A GREENOCK-BORN driver has successfully defended a national motor racing title.

And now Steven Gray is hoping to make it a hat-trick of Scottish Motor Racing Club Ford XR2 Championships.

He was presented with his latest trophy by current British Touring Car Champion Gordon Sheddon at an awards dinner in Edinburgh attended by Olympic champion cyclist Sir Chris Hoy, who is now racing cars instead of bikes. Steven, 37, is one of the few people to win the event twice — and no-one has done it three times.

He said he was ‘really happy’ to clinch the title for the second time.

Steven said: “It was good to know that I could manage to do it again, and that last year I wasn’t just lucky.

“I will be racing in the same class this year defending the title. I’m then hoping to move up a class to the Fiesta STs.

“However, that involves a new car and will depend on my finances at that time.”

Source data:
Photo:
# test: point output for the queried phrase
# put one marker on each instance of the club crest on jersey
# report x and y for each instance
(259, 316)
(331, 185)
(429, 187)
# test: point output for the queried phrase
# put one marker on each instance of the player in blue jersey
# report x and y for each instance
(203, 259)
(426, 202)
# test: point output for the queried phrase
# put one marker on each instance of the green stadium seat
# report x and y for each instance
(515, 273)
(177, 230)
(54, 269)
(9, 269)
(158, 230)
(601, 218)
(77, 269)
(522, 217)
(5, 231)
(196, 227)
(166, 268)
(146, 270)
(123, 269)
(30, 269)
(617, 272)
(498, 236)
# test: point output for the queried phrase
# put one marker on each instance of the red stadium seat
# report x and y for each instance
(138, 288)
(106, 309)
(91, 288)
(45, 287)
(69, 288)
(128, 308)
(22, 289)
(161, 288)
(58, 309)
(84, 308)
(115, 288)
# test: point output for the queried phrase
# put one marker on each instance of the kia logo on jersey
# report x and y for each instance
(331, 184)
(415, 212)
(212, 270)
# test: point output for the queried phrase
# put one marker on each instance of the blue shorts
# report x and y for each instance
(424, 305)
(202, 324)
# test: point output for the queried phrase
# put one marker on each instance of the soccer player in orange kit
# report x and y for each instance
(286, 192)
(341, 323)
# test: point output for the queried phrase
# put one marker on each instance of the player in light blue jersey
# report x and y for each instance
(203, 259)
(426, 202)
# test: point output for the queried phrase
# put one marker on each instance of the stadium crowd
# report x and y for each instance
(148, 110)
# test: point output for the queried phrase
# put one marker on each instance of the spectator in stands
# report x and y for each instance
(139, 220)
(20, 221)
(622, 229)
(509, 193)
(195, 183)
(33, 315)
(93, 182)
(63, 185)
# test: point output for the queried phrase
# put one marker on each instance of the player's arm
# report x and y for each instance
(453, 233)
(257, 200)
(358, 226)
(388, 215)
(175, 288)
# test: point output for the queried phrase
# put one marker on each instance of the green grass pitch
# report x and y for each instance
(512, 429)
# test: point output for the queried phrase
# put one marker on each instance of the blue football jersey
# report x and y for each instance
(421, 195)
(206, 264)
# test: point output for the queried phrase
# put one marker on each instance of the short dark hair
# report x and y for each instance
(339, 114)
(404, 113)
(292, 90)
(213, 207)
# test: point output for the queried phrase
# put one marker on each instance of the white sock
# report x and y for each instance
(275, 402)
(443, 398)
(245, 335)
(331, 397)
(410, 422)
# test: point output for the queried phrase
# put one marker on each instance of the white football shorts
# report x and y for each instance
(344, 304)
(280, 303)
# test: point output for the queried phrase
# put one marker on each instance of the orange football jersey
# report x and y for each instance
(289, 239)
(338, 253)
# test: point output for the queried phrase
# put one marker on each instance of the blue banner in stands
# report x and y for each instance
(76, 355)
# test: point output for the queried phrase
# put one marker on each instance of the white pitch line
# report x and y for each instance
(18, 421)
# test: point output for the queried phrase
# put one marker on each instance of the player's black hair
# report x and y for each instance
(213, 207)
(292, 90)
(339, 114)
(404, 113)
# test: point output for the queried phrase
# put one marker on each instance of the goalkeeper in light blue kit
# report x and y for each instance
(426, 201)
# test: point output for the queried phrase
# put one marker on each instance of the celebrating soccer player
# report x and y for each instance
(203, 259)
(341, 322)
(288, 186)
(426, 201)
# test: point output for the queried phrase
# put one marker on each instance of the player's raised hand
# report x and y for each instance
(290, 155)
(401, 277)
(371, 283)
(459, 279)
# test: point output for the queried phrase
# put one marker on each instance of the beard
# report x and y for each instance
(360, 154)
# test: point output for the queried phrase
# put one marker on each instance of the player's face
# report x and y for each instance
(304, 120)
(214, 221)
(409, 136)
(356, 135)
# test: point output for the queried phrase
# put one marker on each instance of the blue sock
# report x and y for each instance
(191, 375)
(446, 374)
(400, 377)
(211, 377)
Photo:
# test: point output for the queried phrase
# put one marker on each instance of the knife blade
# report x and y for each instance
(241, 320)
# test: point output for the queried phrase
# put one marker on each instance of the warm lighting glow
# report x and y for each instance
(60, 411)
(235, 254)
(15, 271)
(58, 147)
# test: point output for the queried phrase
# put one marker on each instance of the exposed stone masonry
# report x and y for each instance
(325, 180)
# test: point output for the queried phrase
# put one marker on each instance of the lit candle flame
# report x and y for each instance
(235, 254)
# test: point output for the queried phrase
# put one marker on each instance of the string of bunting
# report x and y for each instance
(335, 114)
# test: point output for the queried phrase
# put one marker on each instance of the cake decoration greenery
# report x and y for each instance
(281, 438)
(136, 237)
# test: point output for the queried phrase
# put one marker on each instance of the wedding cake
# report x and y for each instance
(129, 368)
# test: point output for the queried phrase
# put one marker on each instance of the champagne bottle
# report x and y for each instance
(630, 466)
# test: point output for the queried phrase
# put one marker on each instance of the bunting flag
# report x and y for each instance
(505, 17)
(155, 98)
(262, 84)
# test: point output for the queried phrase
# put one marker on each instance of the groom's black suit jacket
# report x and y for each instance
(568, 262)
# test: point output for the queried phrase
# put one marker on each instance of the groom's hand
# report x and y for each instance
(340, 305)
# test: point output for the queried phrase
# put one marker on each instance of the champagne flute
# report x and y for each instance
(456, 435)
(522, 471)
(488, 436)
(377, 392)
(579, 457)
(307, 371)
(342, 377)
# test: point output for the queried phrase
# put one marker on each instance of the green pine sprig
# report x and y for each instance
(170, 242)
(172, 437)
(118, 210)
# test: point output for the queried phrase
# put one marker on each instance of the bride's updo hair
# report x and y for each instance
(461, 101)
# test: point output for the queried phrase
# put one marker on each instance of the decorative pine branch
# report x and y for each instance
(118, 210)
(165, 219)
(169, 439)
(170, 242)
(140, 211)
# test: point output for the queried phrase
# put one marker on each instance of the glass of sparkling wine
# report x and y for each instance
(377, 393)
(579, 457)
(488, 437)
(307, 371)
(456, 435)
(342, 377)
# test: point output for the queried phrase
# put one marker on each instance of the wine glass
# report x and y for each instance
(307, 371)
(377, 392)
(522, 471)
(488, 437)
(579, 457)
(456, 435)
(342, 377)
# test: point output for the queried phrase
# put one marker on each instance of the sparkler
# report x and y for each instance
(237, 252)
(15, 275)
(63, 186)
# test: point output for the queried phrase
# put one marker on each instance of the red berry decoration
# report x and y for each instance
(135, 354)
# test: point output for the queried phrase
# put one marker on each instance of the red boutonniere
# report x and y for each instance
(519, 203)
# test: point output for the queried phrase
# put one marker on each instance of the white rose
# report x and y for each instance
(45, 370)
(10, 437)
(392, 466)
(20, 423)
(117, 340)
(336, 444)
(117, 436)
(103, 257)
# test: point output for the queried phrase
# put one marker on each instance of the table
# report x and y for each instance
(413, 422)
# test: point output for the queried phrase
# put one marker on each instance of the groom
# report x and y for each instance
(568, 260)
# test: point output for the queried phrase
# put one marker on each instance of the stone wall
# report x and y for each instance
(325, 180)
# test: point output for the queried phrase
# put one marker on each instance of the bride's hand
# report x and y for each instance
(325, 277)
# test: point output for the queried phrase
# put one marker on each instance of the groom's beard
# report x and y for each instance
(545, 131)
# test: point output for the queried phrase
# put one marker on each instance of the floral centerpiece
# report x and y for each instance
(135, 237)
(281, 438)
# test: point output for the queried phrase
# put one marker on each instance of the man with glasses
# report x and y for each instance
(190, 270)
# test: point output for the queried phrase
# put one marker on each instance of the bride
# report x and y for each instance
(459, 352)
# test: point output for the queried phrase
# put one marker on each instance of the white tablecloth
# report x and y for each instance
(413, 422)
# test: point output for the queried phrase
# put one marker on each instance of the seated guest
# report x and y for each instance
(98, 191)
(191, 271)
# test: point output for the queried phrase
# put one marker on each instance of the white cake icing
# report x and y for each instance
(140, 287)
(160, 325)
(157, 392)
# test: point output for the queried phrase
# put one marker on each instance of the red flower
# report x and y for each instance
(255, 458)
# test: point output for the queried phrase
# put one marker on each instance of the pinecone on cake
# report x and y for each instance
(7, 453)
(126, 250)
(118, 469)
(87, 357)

REQUIRED WORK:
**1)** Retype everything in the article about Steven Gray's racing title from "He was presented" down to "the Fiesta STs.".
**2)** According to the article about Steven Gray's racing title, who presented him with his latest trophy?

SOLUTIONS FOR EACH TASK:
**1)**
He was presented with his latest trophy by current British Touring Car Champion Gordon Sheddon at an awards dinner in Edinburgh attended by Olympic champion cyclist Sir Chris Hoy, who is now racing cars instead of bikes. Steven, 37, is one of the few people to win the event twice — and no-one has done it three times.

He said he was ‘really happy’ to clinch the title for the second time.

Steven said: “It was good to know that I could manage to do it again, and that last year I wasn’t just lucky.

“I will be racing in the same class this year defending the title. I’m then hoping to move up a class to the Fiesta STs.

**2)** Gordon Sheddon, the current British Touring Car Champion.